**Текст для чтения:**
━━━━━━━━
План Джефферсона был чересчур хитроумным. Крыша стала кошмаром для строителей, ибо он придумал слишком сложное соединение коньков со скатами.
— Здесь он проявил себя как любитель, а не как профессионал, — сказал мне Боб Селф, хранитель архитектурного наследия Монтичелло. — Проект был эстетически безупречным, но неоправданно сложным.
Джефферсон-архитектор был скрупулезен до невозможности. Некоторые его чертежи предполагают измерения с точностью до семи десятичных знаков. Селф показал мне одну из пометок: 1, 8 991 666 дюйма.
— Никто даже сейчас не может измерить что-либо с такой степенью точности, — говорит Боб. — Речь идет о миллионной части дюйма. Подозреваю, что это было просто своего рода интеллектуальным упражнением. На практике такие величины не используются.
Самым странным атрибутом дома были две лестницы. Джефферсон считал, что лестницы зря занимают пространство, поэтому сделал их шириной всего в два фута и очень крутыми — «маленькие стремянки», назвал их один посетитель. Лестницы были слишком узкими и к тому же винтовыми, поэтому все предметы, которые требовалось поднять наверх, в том числе и багаж гостей, приходилось втаскивать через окна. Кроме того, лестницы были устроены в самой глубине дома — там, куда не проникал естественный свет, — и пугали своей темнотой. Ходить по ним страшно даже сейчас.
Чтобы избежать опасности, гостям не разрешалось пользоваться лестницами; вход на второй и третий этажи был закрыт для гостей; эти помещения использовались в основном под рабочие кабинеты. Таким образом, гости не могли увидеть самую замечательную комнату в доме — «небесную», как назвал ее Джефферсон, — занимавшую пространство под куполом. Желтые стены и зеленый пол, прохлада и роскошные виды из окон — здесь можно было бы устроить отличный кабинет, студию или гостиную, но до «небесной» комнаты было слишком трудно добраться. Во времена Джефферсона она стояла пустой примерно треть года, поскольку никто не знал, как ее протопить. В результате там устроили просто склад для хранения ненужных вещей.
Во всех других отношениях дом был просто чудесным. Купол, определяющий облик Монтичелло, пришлось строить необычным образом, чтобы подогнать под уже существующие несущие стены задней части здания.
— Хоть он и выглядит совершенно обычным, — объясняет Селф, — на самом деле это не так. Дом потребовал немыслимого количества вычислений. Ребра жесткости купола все разной длины, но охватывают один и тот же радиус, поэтому тут понадобились сложные расчеты с синусами и косинусами. Немногие справились бы с установкой такого купола.
Другие предметы опережали свое время на несколько поколений. Прежде всего, Джефферсон устроил в доме тринадцать световых люков, и помещения получились необычно светлыми и воздушными.
━━━━━━━━
Напишите продолжение текста о доме Джефферсона в Монтичелло, начав сразу после его последнего предложения. Приведенные ниже пункты здесь не понадобятся.

Пункты разметки расположения на изображениях:
━━━━━━━━
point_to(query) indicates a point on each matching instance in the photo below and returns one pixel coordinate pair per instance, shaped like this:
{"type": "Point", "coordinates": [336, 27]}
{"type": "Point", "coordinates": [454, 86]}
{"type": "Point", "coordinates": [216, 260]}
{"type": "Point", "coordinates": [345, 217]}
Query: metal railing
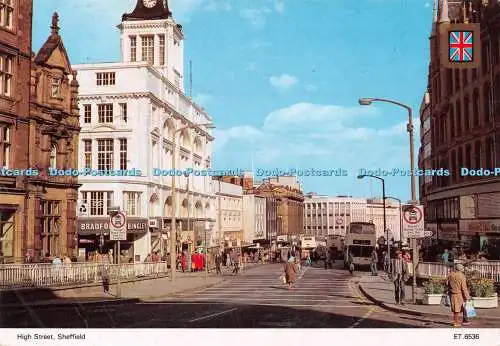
{"type": "Point", "coordinates": [49, 275]}
{"type": "Point", "coordinates": [482, 269]}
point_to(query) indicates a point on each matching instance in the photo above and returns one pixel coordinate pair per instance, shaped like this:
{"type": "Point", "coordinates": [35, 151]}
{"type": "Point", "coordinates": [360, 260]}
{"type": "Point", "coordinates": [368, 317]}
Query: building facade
{"type": "Point", "coordinates": [15, 58]}
{"type": "Point", "coordinates": [53, 142]}
{"type": "Point", "coordinates": [324, 215]}
{"type": "Point", "coordinates": [254, 218]}
{"type": "Point", "coordinates": [375, 214]}
{"type": "Point", "coordinates": [229, 229]}
{"type": "Point", "coordinates": [465, 113]}
{"type": "Point", "coordinates": [135, 120]}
━━━━━━━━
**Ответ на задание:**
С террасы Селф показал мне очень красивые сферические солнечные часы в саду, которые Джефферсон сделал сам:
— Эти часы — не только отличный образчик искусной работы. Их нельзя было сделать без продвинутого знания астрономии. Удивительно, насколько разносторонне он был одарен!
Дом в усадьбе Монтичелло стал знаменит благодаря своим новшествам — встроенному в камин кухонному лифту, ватерклозетам, устройству под названием «полиграф», в котором использовались две ручки для копирования рукописных текстов. Одно новшество — пара дверей, которые открывались одновременно, если толкали только одну из них, — очаровывало и озадачивало специалистов на протяжении полутора веков. Только в 1950-х, когда в ходе реставрации были вскрыты внутренние механизмы, загадка была разгадана: двери соединялись с помощью встроенных в пол стержня и шкивов — весьма передовой, но не совсем оправданной конструкции: для ее устройства потребовалось немало денег и находчивости, а усилия, которые она сберегала, были совсем незначительны.
Джефферсон был на удивление энергичным человеком. Он хвастался, что за пятьдесят лет солнце ни разу не застало его в постели. За те восемьдесят три года, что были отпущены ему судьбой, он едва ли потратил зря хотя бы одно мгновение. Он как одержимый делал заметки и использовал одновременно целых семь блокнотов, в каждый из которых записывал самые незначительные подробности своей повседневной жизни.
Он фиксировал погоду, приметы миграции птиц, даты зацветания растений. Он не только хранил 5000 полученных им писем и копии 18 000 написанных им, но и тщательно регистрировал их все в «Эпистолярном журнале» (в нем уже было больше 650 страниц). Джефферсон записывал каждый заработанный и потраченный цент. Записывал, сколько нужно горошин, чтобы наполнить кастрюльку емкостью в одну пинту. Он регулярно проводил инспекцию своих рабов, записывая в деталях, как с ними обращаются и чем они владеют.
Однако, как ни странно, он не вел ни дневника, ни инвентарных записей, касающихся самого Монтичелло.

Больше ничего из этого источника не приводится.